**Your instructions:**
Repeat exactly, and only, the lines from the line containing "I would be grateful if you could mark the woman's arm" through the last line of the records below, including both.

**Records for this exercise:**
_ _ _ _ _
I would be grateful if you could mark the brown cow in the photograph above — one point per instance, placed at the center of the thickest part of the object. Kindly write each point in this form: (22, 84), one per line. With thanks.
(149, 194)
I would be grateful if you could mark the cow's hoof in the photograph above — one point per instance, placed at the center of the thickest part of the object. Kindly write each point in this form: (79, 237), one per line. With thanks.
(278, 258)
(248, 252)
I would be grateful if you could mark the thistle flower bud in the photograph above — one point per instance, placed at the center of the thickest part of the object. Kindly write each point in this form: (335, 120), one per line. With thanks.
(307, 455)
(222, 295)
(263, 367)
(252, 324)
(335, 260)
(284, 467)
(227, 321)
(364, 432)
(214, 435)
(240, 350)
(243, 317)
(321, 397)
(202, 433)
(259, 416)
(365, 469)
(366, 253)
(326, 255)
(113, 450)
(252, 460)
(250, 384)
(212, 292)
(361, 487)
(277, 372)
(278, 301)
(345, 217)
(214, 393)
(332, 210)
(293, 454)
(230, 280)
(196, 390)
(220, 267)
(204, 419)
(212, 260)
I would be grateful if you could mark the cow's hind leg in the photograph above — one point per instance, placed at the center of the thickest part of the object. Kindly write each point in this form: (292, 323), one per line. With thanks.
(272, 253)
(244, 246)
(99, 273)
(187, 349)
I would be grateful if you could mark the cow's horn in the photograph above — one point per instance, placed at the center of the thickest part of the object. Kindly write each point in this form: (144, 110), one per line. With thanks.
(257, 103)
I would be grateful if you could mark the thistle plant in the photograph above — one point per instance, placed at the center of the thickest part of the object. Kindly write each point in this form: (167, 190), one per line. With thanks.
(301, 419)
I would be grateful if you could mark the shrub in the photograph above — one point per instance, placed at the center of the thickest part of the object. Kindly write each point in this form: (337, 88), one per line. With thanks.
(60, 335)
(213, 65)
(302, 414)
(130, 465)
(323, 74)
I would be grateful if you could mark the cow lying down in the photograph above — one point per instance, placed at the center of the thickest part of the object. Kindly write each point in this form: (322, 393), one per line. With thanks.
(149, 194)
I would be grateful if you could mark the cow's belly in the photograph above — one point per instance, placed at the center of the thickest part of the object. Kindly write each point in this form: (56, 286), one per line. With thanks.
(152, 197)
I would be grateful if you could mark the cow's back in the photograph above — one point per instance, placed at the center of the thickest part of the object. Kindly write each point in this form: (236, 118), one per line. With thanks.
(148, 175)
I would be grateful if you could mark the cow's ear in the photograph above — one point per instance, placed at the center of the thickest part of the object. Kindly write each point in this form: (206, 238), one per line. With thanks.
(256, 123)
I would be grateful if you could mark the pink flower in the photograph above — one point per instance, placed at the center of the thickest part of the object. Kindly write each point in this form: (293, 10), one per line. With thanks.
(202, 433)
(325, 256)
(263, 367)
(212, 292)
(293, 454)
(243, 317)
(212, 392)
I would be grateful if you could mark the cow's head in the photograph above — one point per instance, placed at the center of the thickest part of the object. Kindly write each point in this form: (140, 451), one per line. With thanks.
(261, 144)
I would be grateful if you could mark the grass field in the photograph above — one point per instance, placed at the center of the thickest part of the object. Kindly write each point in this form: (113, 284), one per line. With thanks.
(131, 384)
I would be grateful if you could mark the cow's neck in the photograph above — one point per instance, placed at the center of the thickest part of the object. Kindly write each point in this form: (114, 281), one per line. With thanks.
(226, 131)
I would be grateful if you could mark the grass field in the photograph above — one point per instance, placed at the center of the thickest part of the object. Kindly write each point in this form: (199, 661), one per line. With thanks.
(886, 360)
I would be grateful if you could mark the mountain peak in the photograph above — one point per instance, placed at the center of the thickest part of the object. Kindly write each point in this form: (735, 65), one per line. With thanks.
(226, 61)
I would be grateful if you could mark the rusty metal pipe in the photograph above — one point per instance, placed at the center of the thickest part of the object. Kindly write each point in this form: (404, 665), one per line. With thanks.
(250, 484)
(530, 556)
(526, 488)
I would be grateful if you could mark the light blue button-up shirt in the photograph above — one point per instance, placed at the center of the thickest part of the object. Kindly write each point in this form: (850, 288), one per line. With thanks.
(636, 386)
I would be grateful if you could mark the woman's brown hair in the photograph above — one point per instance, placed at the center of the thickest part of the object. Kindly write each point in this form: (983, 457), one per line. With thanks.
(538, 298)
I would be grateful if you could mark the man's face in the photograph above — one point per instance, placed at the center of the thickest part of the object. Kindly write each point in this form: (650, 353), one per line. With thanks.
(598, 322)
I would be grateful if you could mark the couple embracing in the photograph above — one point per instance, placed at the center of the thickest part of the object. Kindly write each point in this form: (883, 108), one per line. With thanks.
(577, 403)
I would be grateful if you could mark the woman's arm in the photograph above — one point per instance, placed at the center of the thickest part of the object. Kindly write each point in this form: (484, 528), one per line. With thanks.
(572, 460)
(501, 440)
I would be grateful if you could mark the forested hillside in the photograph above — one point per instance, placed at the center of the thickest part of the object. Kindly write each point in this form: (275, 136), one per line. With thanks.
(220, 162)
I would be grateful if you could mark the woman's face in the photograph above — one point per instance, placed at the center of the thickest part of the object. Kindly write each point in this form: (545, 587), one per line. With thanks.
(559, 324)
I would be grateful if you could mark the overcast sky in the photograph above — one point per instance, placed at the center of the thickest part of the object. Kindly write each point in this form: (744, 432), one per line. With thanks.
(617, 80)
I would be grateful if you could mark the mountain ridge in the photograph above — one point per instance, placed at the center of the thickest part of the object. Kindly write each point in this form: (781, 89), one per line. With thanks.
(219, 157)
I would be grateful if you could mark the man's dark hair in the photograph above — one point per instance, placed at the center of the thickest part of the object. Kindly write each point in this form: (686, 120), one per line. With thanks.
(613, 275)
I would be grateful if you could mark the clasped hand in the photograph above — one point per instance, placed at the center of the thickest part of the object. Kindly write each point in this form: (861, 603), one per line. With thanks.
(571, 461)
_ _ _ _ _
**Solution below:**
I would be grateful if you could mark the woman's arm in the photograph above — one point per instance, placed at the center of the thickest part of the object. Kindly write each point in this form: (484, 528), one per line. With thanks.
(572, 460)
(501, 440)
I would be grateful if you could mark the forested hillside in the photograph above — one point per instance, placed at the center of the thickest part of the object. Kindly write each point in this form: (275, 136), one per line. With thanks.
(220, 162)
I would be grateful if you could mark the woman's face in the photograph above — one point per instance, placed at the center of the thickest part of the object. Kindly write each point in this form: (545, 587), one per line. With thanks.
(559, 324)
I would be grateful if you could mark the overcast sky in the photograph above — one point per instance, placed at the center of the thickest part of the object. Kindly write each point in this form: (744, 432), one per line. With thanks.
(617, 80)
I would be grateful if you could mark the mountain ridge in the photograph above — one point per instance, placed at the center of the thickest part of the object. Kindly write each point in this form: (781, 89), one per line. With thanks.
(219, 157)
I would be grateful if you could mark the man's dark hair in the photograph above — one point per instance, placed at the center of the thickest part of the object. Kindly write each point in this form: (686, 120), one per line. With thanks.
(613, 275)
I would be grateful if you could mark the clasped hand in the photograph above — one point per instance, placed at the center of the thickest part of the object. Kindly write each point in this form: (861, 603), one per line. With thanks.
(571, 461)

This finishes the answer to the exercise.